→ **WRITTEN REQUEST**
Quote the following lines from the data verbatim, starting at the line containing "# Outline the region of every instance of the small" and ending after the line containing "--target small brown bird".
[Start MATERIAL FOR THIS EXERCISE]
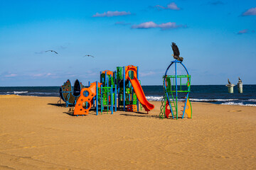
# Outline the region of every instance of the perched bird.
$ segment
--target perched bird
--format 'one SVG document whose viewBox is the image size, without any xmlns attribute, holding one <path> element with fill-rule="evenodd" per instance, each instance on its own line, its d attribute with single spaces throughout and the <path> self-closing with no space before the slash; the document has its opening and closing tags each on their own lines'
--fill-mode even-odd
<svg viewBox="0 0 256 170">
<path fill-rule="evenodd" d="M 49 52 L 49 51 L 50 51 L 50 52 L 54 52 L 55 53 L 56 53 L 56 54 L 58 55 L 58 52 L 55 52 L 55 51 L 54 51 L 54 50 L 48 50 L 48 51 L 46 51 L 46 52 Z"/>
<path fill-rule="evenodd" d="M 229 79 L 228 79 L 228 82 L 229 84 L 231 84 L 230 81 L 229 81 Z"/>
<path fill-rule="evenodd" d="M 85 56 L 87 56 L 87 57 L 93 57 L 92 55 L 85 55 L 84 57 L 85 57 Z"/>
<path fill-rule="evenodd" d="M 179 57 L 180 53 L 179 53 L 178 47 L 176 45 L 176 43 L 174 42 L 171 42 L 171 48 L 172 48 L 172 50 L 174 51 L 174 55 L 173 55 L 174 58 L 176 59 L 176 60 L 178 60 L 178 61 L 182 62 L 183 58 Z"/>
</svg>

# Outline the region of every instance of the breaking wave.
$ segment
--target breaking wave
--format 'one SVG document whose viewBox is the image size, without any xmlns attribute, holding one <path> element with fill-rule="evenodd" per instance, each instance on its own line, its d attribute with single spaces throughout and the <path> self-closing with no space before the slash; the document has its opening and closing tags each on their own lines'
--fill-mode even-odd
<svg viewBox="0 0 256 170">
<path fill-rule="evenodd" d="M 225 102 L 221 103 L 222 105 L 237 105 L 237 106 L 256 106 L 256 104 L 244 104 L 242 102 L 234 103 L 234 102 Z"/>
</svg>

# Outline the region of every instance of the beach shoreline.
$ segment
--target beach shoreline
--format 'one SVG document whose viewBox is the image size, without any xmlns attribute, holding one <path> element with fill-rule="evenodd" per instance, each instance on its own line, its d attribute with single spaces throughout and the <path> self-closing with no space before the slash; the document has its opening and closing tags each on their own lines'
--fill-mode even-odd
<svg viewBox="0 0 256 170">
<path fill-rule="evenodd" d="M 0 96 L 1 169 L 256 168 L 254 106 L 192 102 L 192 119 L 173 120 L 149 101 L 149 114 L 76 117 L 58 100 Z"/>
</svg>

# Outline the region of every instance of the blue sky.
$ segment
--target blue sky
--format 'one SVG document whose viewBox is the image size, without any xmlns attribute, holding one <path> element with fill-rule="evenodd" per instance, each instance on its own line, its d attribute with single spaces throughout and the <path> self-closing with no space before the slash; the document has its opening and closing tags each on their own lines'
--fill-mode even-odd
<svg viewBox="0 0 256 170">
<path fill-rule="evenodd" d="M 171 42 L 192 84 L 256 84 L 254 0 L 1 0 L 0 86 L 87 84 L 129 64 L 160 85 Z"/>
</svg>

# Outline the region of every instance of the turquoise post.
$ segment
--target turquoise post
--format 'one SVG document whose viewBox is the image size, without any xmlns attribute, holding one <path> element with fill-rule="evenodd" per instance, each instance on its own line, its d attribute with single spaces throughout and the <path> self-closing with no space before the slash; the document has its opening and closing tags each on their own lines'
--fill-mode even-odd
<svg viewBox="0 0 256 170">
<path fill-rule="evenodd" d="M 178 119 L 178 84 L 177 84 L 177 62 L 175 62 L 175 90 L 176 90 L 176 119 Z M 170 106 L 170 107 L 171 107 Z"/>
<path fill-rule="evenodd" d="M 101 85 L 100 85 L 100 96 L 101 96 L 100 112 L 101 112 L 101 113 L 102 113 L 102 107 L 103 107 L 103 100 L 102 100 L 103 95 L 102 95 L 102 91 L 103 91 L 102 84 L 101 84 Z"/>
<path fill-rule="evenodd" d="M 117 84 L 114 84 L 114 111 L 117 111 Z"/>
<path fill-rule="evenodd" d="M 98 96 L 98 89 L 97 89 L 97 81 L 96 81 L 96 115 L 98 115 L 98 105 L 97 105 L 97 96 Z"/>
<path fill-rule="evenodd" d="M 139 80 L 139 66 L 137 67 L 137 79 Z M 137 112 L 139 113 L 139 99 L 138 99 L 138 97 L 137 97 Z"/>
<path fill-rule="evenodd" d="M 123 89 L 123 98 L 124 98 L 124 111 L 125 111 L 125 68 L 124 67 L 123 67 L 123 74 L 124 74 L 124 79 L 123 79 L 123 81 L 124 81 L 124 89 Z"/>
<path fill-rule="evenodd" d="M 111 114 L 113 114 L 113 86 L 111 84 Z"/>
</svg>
[End MATERIAL FOR THIS EXERCISE]
[Start MATERIAL FOR THIS EXERCISE]
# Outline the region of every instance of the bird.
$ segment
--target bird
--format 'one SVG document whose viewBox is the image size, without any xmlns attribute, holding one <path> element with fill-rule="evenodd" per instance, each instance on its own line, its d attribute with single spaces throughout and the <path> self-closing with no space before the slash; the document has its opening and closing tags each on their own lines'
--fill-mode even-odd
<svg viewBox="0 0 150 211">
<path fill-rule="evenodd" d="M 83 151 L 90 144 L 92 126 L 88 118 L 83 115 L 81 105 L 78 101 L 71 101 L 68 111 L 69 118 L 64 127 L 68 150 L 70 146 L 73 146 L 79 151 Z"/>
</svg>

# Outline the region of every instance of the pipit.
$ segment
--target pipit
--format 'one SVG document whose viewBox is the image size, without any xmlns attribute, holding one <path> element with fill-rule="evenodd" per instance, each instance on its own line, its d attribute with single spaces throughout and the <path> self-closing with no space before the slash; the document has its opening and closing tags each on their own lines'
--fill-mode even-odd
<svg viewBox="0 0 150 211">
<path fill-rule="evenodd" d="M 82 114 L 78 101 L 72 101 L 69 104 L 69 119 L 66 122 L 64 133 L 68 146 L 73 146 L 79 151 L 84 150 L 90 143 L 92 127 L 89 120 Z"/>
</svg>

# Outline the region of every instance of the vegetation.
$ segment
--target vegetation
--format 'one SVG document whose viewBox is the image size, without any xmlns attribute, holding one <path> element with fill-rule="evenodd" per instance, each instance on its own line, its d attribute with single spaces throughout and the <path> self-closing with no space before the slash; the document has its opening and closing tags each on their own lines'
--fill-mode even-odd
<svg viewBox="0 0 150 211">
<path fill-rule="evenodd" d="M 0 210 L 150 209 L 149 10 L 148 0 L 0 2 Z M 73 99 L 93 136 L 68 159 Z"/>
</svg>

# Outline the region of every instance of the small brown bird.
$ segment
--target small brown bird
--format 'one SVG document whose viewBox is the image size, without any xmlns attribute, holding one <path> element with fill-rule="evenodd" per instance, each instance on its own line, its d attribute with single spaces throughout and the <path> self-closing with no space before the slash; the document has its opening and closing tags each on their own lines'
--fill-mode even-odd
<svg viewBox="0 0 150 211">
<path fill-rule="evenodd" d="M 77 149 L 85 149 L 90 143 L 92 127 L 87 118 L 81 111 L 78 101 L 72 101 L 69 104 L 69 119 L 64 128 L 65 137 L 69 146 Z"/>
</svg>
[End MATERIAL FOR THIS EXERCISE]
→ **TASK ANSWER**
# Outline the region of every instance of the small brown bird.
$ segment
--target small brown bird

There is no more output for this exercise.